__Reading passage__
++++++++++

Wednesday, June 3, 2009

Critical Turn for US Markets

Today marked a potentially critical turn for US equity markets, from a strict interpretation of a key indicator, that being the new highs - new lows measure.

On Monday and Tuesday, new highs surpassed new lows on the daily tally for the first time in six months. New lows have held the edge every day since September of 2007, save for five or six occasions. On those occasions in which new highs surpassed new lows during this period, once new lows took back the lead, stocks fell for a time until the new lows were 25-100 times the number of new highs, at which point a bottom was reached in the market.

Today, there were 50 new lows to 48 new highs, a technical win for the lows, indicating that a market turn is at hand. This is the strongest selling indicator that has been seen in the past three months. While it's obvious that stocks are severely overbought and have been for weeks, this sole indicator is all that's needed to predict the immediate future for stocks. They are ready to roll over and die. The extend of the carnage cannot be known, but within the next 3-6 trading days, there will be dramatic movement to the downside.

++++++++++

(Part of a data file)
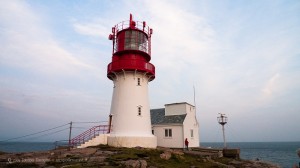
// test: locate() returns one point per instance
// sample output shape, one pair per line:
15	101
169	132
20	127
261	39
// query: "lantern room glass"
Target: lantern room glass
135	40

++++++++++

__Instruction__
Continue the post about the new highs and new lows indicator in US stock markets, starting after its last sentence.

__Answer to this problem__
Market action today was somewhat hidden, though the real damage was done on the NYSE Composite, the largest index, and the one least prone to manipulation. While losses on the three majors were limited, the Composite was down 2.41%, nearly twice that of the S&P, three times the decline of the Dow and triple the NASDAQ on a percentage basis.

Dow 8,675.24, -65.63 (0.75%)
NASDAQ 1,825.92, -10.88 (0.59%)
S&P 500 931.76, -12.98 (1.37%)
NYSE Composite 6,033.90, -148.97 (2.41)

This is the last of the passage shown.